Excerpts from labeled region data
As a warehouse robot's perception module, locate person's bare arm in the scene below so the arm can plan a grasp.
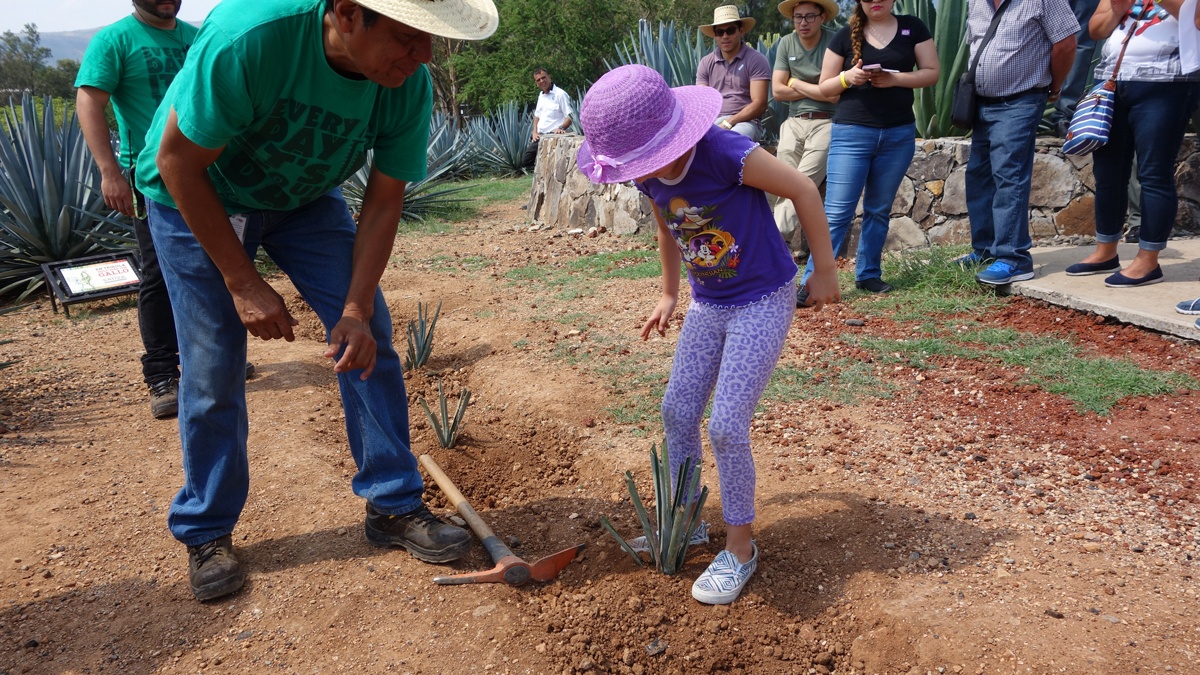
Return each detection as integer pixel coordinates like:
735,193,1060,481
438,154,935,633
156,109,296,342
725,79,770,126
76,86,133,216
325,168,407,380
642,203,683,340
1087,0,1133,41
1050,35,1075,101
742,148,841,310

▶ Given request: Can you output every line of the records above as a numbered list, skipping any blank lines and leaving the pictures out?

▶ Written response:
1. As a warehouse robot's perception module, locate person's bare arm in the scene below so the arm can plan a grasp.
2. Return each detection as integer pixel coordinates like:
3. 735,193,1060,481
4. 438,154,935,633
5. 156,109,296,342
6. 725,79,770,126
7. 76,86,133,216
8. 325,168,407,380
9. 642,203,683,340
10. 1087,0,1133,41
11. 1050,35,1075,101
12. 742,148,841,310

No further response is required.